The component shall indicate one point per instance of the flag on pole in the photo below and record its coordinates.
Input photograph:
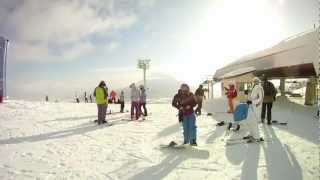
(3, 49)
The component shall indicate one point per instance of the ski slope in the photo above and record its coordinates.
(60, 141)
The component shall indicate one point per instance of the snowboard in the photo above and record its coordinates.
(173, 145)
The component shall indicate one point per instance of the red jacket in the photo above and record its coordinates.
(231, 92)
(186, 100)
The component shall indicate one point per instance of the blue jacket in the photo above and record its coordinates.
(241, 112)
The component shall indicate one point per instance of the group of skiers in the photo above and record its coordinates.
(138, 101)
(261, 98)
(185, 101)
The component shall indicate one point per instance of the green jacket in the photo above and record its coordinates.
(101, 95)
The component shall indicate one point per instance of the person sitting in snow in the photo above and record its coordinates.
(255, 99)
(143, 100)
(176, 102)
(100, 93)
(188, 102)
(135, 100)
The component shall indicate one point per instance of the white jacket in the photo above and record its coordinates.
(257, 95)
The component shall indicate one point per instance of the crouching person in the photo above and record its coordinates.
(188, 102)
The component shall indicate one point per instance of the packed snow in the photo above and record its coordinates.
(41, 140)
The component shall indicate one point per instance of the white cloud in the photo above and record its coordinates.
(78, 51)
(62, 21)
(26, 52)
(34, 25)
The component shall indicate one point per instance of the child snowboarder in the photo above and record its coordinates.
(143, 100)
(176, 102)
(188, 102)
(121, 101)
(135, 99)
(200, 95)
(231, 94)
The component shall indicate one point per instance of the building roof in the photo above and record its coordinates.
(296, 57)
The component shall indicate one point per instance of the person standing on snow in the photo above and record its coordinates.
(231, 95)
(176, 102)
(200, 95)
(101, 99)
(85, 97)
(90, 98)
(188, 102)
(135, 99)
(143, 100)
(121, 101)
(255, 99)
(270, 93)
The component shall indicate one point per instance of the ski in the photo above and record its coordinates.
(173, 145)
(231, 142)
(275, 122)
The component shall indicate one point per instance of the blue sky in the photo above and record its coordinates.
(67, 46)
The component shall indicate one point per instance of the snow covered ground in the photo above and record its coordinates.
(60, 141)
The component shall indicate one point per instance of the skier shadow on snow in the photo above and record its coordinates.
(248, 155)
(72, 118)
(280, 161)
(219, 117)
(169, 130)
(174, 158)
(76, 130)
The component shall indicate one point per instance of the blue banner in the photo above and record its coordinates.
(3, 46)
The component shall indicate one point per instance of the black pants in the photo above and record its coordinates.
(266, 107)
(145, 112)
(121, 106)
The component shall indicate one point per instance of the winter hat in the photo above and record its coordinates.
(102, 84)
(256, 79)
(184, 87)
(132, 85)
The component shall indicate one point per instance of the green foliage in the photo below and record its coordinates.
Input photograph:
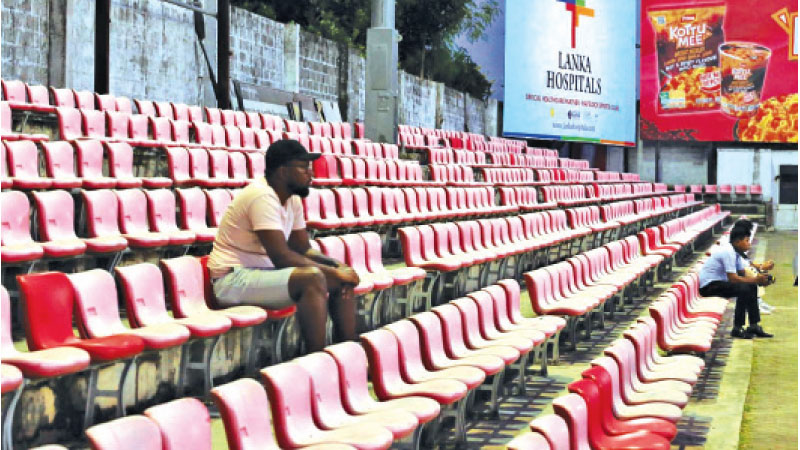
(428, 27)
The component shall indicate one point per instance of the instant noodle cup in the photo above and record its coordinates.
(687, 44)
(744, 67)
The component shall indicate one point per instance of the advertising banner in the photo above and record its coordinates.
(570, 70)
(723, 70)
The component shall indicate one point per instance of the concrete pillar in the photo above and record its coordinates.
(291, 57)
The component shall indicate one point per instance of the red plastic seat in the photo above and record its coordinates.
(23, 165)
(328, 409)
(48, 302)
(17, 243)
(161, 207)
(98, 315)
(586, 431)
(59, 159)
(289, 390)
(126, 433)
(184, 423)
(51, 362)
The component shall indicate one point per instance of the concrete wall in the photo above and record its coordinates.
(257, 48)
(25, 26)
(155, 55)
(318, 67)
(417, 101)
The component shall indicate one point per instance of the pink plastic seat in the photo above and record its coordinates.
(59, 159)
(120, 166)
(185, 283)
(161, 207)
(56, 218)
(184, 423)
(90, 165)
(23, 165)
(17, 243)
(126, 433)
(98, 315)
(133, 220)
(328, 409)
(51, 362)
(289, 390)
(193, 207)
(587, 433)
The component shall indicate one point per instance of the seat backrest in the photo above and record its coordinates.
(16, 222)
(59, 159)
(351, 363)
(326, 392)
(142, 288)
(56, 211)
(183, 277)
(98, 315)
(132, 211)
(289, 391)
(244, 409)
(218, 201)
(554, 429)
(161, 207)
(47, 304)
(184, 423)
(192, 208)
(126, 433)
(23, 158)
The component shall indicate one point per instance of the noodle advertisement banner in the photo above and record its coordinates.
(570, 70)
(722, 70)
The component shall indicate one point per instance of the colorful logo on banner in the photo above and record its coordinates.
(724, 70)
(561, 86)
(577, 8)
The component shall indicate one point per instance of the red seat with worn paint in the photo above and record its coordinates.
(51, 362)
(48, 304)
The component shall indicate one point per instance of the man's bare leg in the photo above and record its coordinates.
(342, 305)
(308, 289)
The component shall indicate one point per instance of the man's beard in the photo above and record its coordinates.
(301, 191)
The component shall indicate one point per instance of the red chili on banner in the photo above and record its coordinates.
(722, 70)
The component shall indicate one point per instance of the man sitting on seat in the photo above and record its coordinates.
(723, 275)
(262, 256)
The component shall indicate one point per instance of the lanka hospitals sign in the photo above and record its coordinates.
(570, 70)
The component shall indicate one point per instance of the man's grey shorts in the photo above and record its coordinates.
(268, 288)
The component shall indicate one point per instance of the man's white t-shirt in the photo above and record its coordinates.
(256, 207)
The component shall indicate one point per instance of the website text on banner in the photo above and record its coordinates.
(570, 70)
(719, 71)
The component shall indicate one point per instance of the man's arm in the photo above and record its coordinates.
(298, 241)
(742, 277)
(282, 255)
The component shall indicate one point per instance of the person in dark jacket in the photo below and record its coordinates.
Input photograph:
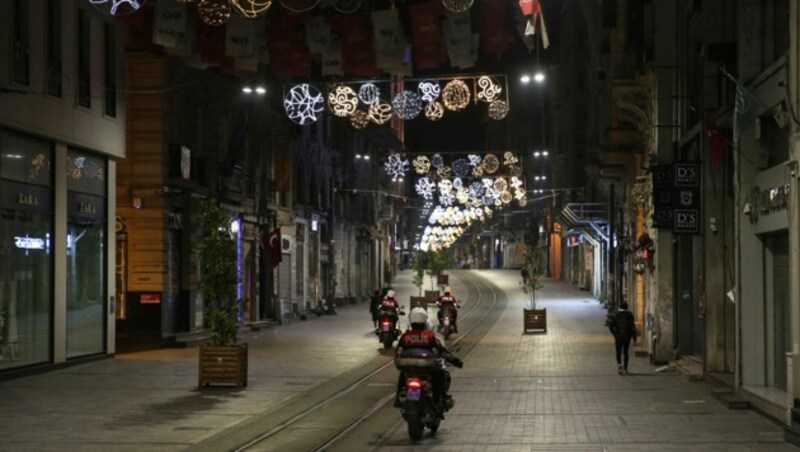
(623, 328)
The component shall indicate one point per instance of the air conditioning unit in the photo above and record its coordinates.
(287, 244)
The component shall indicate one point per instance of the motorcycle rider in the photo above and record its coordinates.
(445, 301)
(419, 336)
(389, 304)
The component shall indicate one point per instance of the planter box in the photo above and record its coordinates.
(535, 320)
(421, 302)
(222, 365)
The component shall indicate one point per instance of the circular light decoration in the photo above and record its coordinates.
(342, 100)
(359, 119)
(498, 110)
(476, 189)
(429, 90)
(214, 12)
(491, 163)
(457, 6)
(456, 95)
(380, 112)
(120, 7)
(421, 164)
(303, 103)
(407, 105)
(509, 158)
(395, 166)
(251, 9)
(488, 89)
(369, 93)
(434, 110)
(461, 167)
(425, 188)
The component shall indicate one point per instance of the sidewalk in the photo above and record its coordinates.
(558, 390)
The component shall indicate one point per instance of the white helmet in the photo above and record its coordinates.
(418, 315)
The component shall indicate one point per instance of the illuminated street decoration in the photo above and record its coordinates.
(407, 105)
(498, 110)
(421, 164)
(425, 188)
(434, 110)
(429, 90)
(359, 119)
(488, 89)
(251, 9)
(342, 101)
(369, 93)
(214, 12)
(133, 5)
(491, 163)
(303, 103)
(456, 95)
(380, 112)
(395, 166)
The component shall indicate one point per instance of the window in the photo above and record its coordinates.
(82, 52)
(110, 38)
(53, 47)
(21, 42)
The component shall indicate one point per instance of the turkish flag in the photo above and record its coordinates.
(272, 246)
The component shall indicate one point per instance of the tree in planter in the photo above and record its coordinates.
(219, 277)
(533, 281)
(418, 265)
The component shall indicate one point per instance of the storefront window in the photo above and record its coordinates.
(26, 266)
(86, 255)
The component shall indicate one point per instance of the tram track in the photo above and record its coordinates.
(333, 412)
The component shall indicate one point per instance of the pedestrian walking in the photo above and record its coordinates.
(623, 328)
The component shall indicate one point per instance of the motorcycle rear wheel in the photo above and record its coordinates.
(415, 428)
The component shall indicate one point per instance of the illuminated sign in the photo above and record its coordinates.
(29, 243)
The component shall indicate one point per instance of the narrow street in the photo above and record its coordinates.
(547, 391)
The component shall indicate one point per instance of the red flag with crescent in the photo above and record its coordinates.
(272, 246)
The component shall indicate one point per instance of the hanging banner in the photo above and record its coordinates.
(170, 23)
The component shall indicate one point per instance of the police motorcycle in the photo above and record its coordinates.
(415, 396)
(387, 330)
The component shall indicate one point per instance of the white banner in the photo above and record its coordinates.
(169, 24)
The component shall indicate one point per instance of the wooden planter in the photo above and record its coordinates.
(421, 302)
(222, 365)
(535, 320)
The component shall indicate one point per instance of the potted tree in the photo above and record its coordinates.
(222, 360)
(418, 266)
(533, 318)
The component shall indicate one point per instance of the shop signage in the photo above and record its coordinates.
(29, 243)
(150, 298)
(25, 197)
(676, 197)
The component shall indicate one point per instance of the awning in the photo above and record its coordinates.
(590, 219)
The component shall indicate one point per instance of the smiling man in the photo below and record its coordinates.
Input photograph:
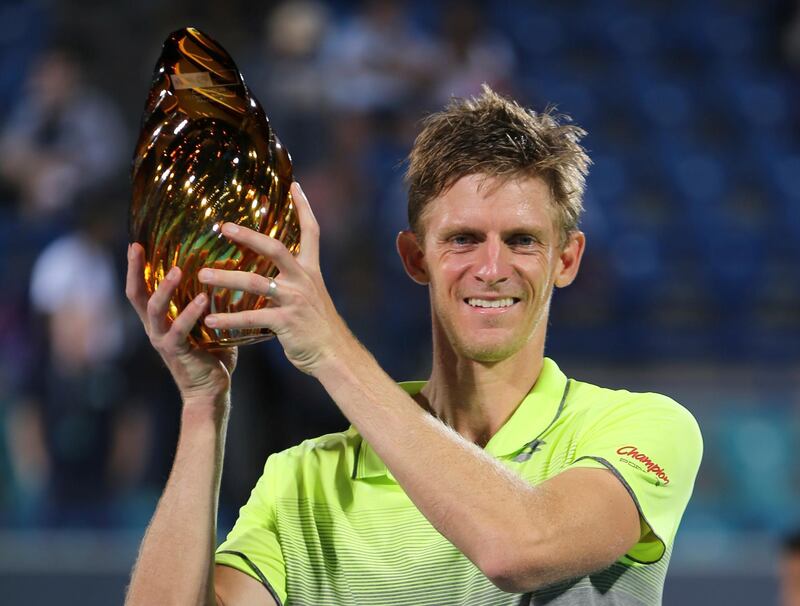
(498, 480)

...

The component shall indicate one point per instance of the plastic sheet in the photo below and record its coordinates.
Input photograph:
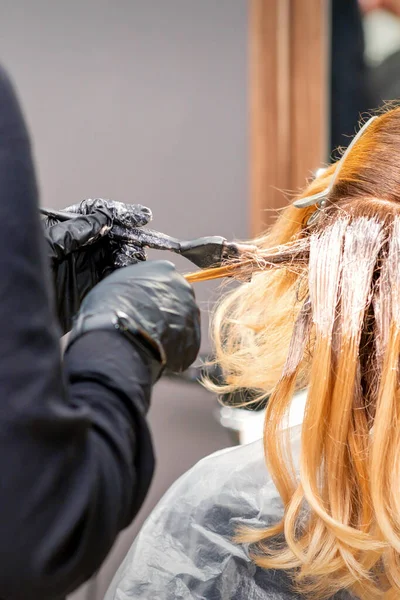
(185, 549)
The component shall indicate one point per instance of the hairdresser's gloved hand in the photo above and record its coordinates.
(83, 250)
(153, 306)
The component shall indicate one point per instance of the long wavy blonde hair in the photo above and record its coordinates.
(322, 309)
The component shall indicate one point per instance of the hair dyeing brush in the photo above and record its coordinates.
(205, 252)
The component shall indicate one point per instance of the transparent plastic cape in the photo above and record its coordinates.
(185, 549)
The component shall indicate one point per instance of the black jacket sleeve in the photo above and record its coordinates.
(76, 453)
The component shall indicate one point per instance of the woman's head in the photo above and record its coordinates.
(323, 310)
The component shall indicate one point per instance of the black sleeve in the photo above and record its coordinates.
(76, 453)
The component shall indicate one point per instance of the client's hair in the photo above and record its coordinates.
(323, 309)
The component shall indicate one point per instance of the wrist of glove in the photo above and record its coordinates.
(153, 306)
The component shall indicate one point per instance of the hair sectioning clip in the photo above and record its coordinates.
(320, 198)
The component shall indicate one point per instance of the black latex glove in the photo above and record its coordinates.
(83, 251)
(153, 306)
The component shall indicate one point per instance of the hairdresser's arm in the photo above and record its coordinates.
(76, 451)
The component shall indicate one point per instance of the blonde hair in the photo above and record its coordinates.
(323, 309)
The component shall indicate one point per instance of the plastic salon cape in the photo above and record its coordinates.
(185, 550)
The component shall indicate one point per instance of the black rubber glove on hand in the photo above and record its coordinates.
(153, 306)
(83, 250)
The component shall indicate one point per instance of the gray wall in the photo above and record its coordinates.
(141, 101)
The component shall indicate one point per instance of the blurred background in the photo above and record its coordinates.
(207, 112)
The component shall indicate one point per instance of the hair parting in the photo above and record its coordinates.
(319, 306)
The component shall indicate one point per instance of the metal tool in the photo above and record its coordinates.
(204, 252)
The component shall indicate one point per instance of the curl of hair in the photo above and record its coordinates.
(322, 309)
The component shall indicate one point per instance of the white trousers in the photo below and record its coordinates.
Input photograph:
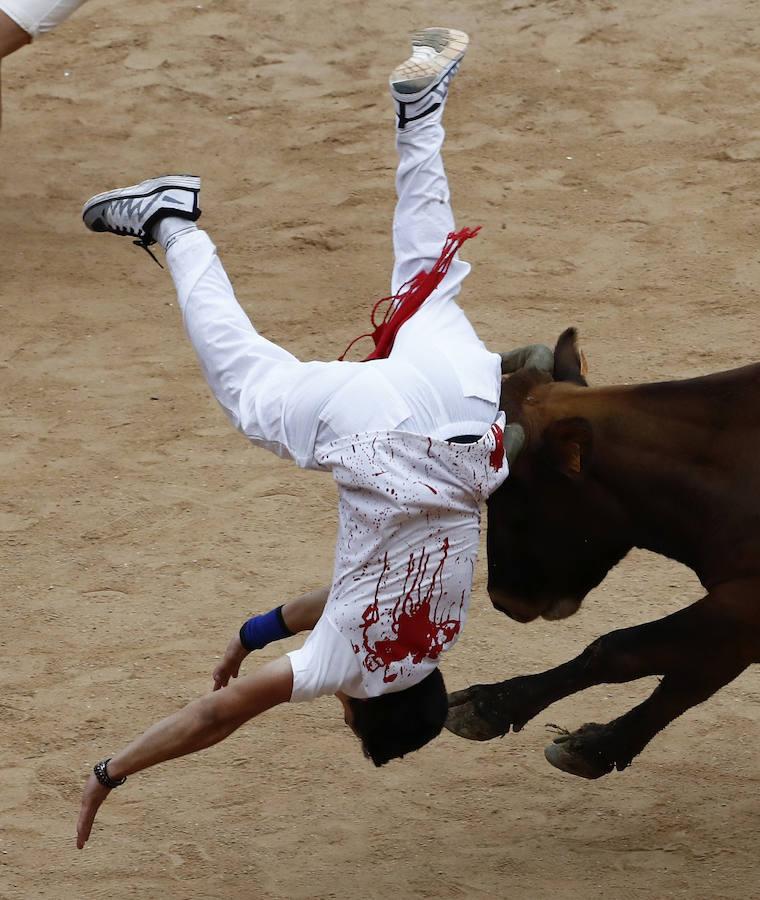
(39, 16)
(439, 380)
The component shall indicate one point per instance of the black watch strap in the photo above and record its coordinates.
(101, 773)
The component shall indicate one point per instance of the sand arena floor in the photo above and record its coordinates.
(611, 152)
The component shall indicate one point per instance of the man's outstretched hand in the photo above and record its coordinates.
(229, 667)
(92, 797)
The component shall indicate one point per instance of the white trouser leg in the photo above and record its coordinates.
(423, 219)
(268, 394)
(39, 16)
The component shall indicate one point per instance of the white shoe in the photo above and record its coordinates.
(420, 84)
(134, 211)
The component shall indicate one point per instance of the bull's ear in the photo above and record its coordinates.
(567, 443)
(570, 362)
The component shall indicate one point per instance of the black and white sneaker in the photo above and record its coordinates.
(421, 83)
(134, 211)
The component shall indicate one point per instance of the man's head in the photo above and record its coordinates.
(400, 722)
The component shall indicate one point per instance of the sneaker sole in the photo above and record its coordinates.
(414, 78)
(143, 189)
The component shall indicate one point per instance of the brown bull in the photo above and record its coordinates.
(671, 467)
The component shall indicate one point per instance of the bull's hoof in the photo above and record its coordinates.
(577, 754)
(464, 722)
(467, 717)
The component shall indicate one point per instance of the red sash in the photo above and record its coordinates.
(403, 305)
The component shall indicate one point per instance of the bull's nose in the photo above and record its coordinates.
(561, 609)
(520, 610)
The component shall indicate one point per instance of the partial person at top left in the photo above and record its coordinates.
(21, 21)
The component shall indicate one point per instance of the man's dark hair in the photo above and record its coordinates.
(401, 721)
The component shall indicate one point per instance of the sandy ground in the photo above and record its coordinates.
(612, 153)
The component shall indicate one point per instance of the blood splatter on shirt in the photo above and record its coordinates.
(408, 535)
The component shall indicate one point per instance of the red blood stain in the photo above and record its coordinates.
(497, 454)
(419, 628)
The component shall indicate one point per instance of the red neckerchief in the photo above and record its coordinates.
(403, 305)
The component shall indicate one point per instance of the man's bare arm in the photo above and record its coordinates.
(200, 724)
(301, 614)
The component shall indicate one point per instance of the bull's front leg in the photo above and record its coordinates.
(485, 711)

--

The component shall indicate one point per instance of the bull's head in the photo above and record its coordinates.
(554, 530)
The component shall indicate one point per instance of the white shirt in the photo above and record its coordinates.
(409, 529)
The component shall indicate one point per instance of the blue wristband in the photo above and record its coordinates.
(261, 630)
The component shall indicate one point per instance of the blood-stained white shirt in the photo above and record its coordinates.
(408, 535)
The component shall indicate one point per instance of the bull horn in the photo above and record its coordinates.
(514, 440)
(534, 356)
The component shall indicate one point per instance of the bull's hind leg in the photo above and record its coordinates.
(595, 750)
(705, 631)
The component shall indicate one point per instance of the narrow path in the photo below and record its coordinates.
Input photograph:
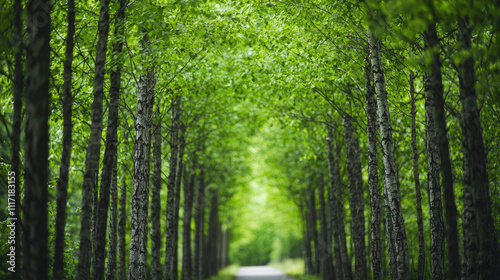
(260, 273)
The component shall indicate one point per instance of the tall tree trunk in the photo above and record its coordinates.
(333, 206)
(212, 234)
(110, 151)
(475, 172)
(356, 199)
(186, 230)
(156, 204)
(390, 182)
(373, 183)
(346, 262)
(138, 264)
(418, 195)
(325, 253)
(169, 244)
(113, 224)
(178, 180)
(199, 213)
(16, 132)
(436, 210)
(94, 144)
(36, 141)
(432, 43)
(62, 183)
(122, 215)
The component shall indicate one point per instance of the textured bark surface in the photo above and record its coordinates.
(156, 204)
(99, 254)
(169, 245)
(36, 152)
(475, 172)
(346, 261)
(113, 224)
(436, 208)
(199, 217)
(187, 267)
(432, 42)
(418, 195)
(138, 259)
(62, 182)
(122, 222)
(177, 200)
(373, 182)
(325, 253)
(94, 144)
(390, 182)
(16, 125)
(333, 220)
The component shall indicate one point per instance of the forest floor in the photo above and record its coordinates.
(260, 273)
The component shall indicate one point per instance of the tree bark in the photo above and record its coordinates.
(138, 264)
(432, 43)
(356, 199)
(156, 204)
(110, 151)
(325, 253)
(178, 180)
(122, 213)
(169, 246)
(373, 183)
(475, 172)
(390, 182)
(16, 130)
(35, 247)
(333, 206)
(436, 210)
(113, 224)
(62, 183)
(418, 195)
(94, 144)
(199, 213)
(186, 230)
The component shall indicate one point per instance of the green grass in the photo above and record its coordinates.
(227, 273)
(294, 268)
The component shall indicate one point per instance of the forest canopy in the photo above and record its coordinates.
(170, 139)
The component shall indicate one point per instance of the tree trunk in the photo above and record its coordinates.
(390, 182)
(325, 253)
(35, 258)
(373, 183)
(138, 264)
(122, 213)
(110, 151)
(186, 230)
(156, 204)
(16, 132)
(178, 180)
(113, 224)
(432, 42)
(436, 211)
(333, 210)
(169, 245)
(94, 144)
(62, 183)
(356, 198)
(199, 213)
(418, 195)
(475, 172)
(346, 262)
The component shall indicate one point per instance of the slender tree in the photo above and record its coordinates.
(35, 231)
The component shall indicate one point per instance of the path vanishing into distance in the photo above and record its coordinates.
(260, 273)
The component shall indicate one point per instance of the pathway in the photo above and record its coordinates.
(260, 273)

● Your instructions:
Lines with the string "below": pick each one out of the material and return it.

● Exercise result:
The component shall indicate one point per instance of the flag on pole in the photo below and record its coordinates.
The component shall indicate one point per instance of the green foliage in the photo below and record its coordinates.
The component shall indicate one point per instance of the person in dark jacket in the photo below and record its coordinates.
The component shall indicate one point per instance of the smiling man in the photo below and record its coordinates.
The component shall indicate one point per instance of the plastic sheet in the photo below and record its coordinates.
The component shall indicate one point per instance of the white trousers in the photo below and record its coordinates.
The component shall indicate one point per instance of the narrow path in the photo below and record its coordinates.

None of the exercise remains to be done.